- [Given problem]: Repeat the listing in full, word for word.
++++
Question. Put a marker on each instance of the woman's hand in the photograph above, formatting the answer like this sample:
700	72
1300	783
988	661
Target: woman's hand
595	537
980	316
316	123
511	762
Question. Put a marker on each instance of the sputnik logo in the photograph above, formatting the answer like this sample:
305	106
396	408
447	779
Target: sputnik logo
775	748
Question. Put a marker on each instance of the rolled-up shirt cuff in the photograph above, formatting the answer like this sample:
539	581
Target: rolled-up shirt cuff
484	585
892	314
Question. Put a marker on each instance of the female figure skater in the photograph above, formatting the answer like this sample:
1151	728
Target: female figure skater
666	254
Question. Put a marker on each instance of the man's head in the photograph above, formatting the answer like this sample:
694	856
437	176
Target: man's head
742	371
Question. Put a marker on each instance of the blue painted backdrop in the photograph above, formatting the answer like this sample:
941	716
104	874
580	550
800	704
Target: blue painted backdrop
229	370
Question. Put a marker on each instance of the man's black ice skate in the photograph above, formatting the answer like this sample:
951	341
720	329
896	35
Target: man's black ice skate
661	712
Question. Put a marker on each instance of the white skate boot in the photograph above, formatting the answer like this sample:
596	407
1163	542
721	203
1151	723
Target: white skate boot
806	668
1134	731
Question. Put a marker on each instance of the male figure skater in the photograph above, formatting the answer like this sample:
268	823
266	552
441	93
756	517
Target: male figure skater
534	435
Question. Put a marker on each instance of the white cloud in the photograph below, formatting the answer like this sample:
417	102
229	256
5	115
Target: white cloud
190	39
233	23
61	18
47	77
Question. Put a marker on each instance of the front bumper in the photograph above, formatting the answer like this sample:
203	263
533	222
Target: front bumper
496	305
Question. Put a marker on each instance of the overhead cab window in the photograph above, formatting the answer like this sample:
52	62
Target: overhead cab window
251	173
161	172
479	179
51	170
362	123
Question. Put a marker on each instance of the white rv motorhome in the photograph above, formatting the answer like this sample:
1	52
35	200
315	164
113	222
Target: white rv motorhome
++++
- [Completed exercise]:
Question. Put a marker on each instance of the woman's hand in the photograph above, formatting the answer like this sample:
700	72
1300	783
988	661
Target: woman's hand
595	537
980	316
316	123
511	762
Question. Put a marker on each instance of the sputnik logo in the photograph above, formatting the answer like this sample:
305	106
396	408
447	779
Target: sputnik logo
775	748
Question. Put a marker on each instance of the rolled-up shirt cuff in the photograph above, formatting the answer like this sample:
539	581
Target: rolled-up shirt cuff
484	585
892	314
Question. Put a marker on each instance of the female figure skater in the photograph above, formatting the answer like this sample:
1151	728
Target: female figure skater
666	254
Question. Put a marker on each instance of the man's head in the photograph above, formatting the answer like this sample:
694	856
437	176
Target: man's head
742	371
Question. Put a marker on each instance of the blue painted backdrop in the photograph above, formatting the answer like this sample:
941	716
104	874
580	550
800	704
Target: blue painted backdrop
229	370
Question. Put a marker on each instance of the man's black ice skate in the photograph above, formatting the answer like this sample:
951	341
720	329
896	35
Target: man's black ice skate
661	712
Question. Put a marker on each instance of the white skate boot in the photograph above, formatting the answer like this sample:
596	407
1163	542
721	203
1151	723
Target: white skate boot
806	668
1134	731
Question. Put a marker on each instance of the male figure skater in the photograph above, formatting the answer like this sample:
268	823
266	552
441	93
756	517
Target: male figure skater
534	435
Question. Put a marker on each instance of the white cloud in the photograph below, formatting the answer like this sample:
417	102
229	256
5	115
Target: white cloud
190	39
233	23
61	18
47	77
Question. Put a marker on each instance of the front bumper in the photograph above, formatting the answer like this sample:
203	263
533	222
Target: front bumper
496	305
Question. Put a marker on each instance of the overhead cab window in the photograph above, formatting the answer like this sample:
52	62
Target: overhead cab window
251	173
161	172
479	179
51	170
362	123
Question. Put a marker on each instance of the white rv motorhome in the photograph above, formatting the answer like this sample:
1	52
35	200
315	164
113	222
Target: white rv motorhome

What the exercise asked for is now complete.